**Selection**
------------
# Lots of ash after cooking on Traeger???



## scubasteve8099 (Nov 24, 2014)

I'm new to pellet grilling, but this seems to be way to much ash for a 2 hour grilling session. The ash was up to the igniter rod. The grill was started on the smoke setting, then bumped to 275 for 5 mins and then to high. The tri tip was "seared" on each side for 4 mins, and then the grill was turned down to 275. The tri tip was flipped throughout the cooking time. This is in a new Traeger Jr with their digital control and bbq delight apple pellets were used. This grill was also shutdown with the 10 min shutdown cycle that keeps the fire pot fan on. Any thoughts or input?

Thank you,

Steve













grillash.JPG



__ scubasteve8099
__ Nov 24, 2014


















pelletpotash.JPG



__ scubasteve8099
__ Nov 24, 2014


----------



## scubasteve8099 (Nov 26, 2014)

Any thoughts or help? Is this normal?


----------



## andycorbin (Nov 27, 2014)

I have a Pit Boss and it looks the same. I clean mine after 5-6 uses. Not a big deal IMO


----------



## dirtsailor2003 (Nov 27, 2014)

Yep that's what my lil tex elite looks like after running it. I vacuum it out after everything has cooled down. Definitely not my favorite smoker and it may be headed to a new home soon...

The ash isn't the biggest problem I have with the pellet grill. It's the lack of smoke flavor and the inconsistent temp control. Something I have no issue with when using my Mini-WSM's, UDS or my propane GOSM.


----------



## chef willie (Nov 27, 2014)

I've been using different pellets in my newer CG pellet smoker and find the less expensive pellets produce more ash, or so it seems to me anyway. I've gotten into the habit of vac'ing out the unit before every new smoke to avoid any problem with build-up. I'm now into the GMG's pellets, available here in a feed store, and they seem to be doing OK in both value and performance. The small bags of delights are just to much $ for me and the larger pellet bags are about $1+ a pound plus S&H for me so that's out as well. Hope you find a happy medium that suits you....Willie


----------



## WaterinHoleBrew (Nov 27, 2014)

I agree with Willie here, I've used different brands of pellets as well. Ya just have to see what's available in your area & price them out !    BBQ Delight & GMG are good pellets but they are kinda spendy here.....  I have found Camp Chef pellets that are an awesome pellet with low ash & burn real efficient , plus they are cheaper here than the other brands by $5 a 20 lb. bag !  I can pick up a 20 lb. bag of Camp Chef pellets for $12.99 at Sportsman's Warehouse !

Ya may check your info with your smoker, if I remember right Traeger will void the warranty if ya use any other pellet than theirs.  I've never used their pellets but have heard that they use pellets with some type of oil to flavor the wood instead of pure wood for the pellets !


----------



## scubasteve8099 (Nov 27, 2014)

dirtsailor2003 said:


> Yep that's what my lil tex elite looks like after running it. I vacuum it out after everything has cooled down. Definitely not my favorite smoker and it may be headed to a new home soon...
> 
> The ash isn't the biggest problem I have with the pellet grill. It's the lack of smoke flavor and the inconsistent temp control. Something I have no issue with when using my Mini-WSM's, UDS or my propane GOSM.


After just one cook?


----------



## dirtsailor2003 (Nov 28, 2014)

scubasteve8099 said:


> After just one cook?



Yes I vac it out after every cook.

 I should mention I have now used two different brands of pellets Traegers and a local brand called Pacific. The ash from both are the same as far as I can tell.


----------



## scubasteve8099 (Nov 28, 2014)

dirtsailor2003 said:


> Yes I vac it out after every cook.
> 
> I should mention I have now used two different brands of pellets Traegers and a local brand called Pacific. The ash from both are the same as far as I can tell.


Thank you


----------
------------
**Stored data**
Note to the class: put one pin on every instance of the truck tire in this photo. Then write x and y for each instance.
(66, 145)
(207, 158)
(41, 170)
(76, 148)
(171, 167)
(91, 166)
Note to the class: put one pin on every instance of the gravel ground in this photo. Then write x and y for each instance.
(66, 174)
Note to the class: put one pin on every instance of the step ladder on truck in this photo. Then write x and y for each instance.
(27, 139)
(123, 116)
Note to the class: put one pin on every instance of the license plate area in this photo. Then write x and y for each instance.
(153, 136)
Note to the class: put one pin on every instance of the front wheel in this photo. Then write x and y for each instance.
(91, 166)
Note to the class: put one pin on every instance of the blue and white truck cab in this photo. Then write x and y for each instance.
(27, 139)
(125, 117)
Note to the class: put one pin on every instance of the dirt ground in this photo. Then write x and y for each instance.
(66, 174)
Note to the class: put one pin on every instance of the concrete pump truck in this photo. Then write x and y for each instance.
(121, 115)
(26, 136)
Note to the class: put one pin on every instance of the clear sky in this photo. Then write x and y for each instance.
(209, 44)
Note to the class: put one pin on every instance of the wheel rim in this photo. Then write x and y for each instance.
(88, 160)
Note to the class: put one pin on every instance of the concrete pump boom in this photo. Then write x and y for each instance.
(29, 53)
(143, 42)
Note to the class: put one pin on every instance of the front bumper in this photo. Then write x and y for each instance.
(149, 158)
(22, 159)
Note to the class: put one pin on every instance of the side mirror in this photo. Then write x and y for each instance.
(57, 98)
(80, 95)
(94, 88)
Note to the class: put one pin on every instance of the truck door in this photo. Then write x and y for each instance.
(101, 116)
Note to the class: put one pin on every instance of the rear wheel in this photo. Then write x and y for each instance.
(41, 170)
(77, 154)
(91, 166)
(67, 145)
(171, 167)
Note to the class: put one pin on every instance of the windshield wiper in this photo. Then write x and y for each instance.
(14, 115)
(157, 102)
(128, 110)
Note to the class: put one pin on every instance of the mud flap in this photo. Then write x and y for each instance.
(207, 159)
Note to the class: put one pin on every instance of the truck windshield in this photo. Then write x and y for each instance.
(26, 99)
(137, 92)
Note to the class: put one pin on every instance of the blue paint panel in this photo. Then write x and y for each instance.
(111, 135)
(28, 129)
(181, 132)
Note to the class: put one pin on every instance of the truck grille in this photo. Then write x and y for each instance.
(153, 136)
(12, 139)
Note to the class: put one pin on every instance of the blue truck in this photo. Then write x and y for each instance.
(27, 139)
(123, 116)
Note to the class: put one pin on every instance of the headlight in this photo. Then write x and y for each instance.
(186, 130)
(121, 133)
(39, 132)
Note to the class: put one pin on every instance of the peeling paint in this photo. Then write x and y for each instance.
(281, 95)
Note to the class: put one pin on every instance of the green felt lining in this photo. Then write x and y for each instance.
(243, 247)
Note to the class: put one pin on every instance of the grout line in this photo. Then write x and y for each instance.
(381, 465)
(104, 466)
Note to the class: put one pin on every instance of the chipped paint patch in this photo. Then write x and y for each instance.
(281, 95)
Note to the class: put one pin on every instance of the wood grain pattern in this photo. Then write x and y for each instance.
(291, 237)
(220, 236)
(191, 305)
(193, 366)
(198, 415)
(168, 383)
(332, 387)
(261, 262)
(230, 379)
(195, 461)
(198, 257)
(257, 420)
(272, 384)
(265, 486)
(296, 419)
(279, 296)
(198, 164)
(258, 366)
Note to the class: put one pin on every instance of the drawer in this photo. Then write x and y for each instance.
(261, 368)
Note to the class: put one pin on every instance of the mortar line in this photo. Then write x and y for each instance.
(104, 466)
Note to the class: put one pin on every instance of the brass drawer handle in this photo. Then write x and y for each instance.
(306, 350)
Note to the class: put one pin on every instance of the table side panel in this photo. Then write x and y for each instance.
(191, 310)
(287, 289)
------------
**Objective 1**
In the pellet ash thread, do the following statements agree with the text? Answer yes or no for each and quote the deciding words. (a) The first poster's grill is a Traeger Jr with digital control. (b) andycorbin cleans his grill after every use. (c) WaterinHoleBrew can buy a 20 lb. bag of Camp Chef pellets for $12.99.
**Objective 2**
Reproduce word for word the stretch of the pellet ash thread from "# Lots of ash" through "thoughts or input?".
Use only the pellet ash thread as your source.

**Correct answer 1**
(a) Yes: "This is in a new Traeger Jr with their digital control"
(b) No: "I clean mine after 5-6 uses."
(c) Yes: "I can pick up a 20 lb. bag of Camp Chef pellets for $12.99"

**Correct answer 2**
# Lots of ash after cooking on Traeger???



## scubasteve8099 (Nov 24, 2014)

I'm new to pellet grilling, but this seems to be way to much ash for a 2 hour grilling session. The ash was up to the igniter rod. The grill was started on the smoke setting, then bumped to 275 for 5 mins and then to high. The tri tip was "seared" on each side for 4 mins, and then the grill was turned down to 275. The tri tip was flipped throughout the cooking time. This is in a new Traeger Jr with their digital control and bbq delight apple pellets were used. This grill was also shutdown with the 10 min shutdown cycle that keeps the fire pot fan on. Any thoughts or input?